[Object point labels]
____
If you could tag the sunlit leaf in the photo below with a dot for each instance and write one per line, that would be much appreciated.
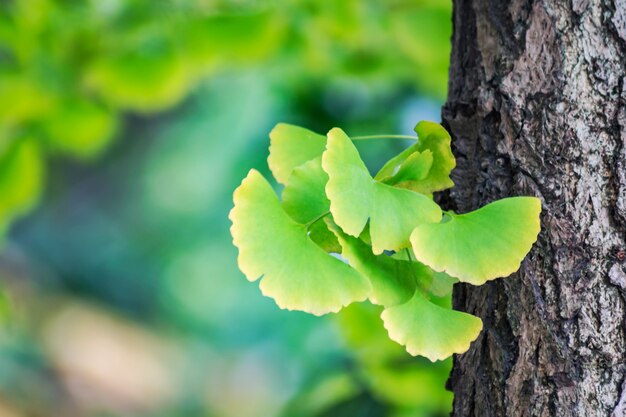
(304, 199)
(414, 168)
(298, 274)
(433, 139)
(356, 198)
(291, 146)
(393, 281)
(429, 330)
(488, 243)
(304, 196)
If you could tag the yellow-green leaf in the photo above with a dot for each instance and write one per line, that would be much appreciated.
(291, 146)
(429, 330)
(297, 273)
(485, 244)
(355, 197)
(434, 139)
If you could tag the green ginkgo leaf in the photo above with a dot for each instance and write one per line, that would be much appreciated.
(355, 197)
(429, 330)
(485, 244)
(434, 139)
(291, 146)
(414, 167)
(304, 196)
(297, 273)
(304, 199)
(393, 281)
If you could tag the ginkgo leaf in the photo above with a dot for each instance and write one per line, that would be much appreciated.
(297, 273)
(304, 196)
(393, 281)
(414, 167)
(355, 197)
(434, 139)
(429, 330)
(304, 199)
(291, 146)
(485, 244)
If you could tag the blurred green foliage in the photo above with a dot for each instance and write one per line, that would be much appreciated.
(133, 252)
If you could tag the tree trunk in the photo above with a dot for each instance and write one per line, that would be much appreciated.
(536, 106)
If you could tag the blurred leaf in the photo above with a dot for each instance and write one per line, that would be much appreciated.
(80, 128)
(21, 179)
(356, 198)
(144, 77)
(290, 147)
(230, 39)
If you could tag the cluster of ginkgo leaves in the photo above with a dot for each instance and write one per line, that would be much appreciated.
(341, 236)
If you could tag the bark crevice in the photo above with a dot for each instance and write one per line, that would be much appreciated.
(536, 106)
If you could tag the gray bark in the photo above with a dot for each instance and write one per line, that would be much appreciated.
(536, 106)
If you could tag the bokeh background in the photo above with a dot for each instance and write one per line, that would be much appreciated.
(125, 126)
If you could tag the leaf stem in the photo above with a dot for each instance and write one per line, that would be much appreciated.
(408, 254)
(383, 137)
(316, 219)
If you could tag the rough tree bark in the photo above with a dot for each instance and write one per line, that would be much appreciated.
(536, 106)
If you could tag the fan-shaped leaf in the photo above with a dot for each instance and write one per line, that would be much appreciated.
(304, 196)
(482, 245)
(393, 281)
(356, 197)
(433, 138)
(291, 146)
(304, 199)
(429, 330)
(298, 274)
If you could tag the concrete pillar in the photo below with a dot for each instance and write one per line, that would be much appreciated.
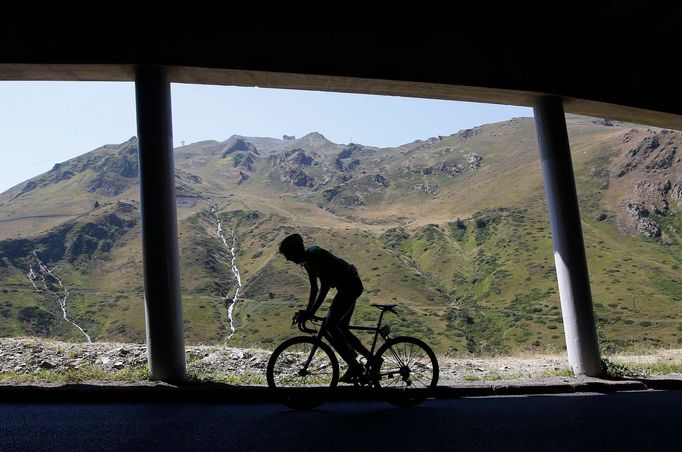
____
What you need to do: Update the rows starting with the line that contains "If you could tag the rough" and going on through the end of the rows, putting "fan-shaped ginkgo leaf" in place of "fan-shaped leaf" and keeping everything else as it is. Leave the pictures out of your answer.

Answer to this exercise:
If you could tag the rough tree bark in the photo above with a dot for each instance and write one per line, that would be much appreciated.
(536, 106)
If you could tag the fan-shaped ginkgo leaf in the photo above with a dot for each instance and write one per line, that would be much appreciated.
(304, 196)
(482, 245)
(393, 281)
(356, 197)
(433, 138)
(291, 146)
(304, 199)
(429, 330)
(298, 274)
If you could tag the concrete pillar in the photo below with a dot for each instance and write one per line, that would be much appreciated.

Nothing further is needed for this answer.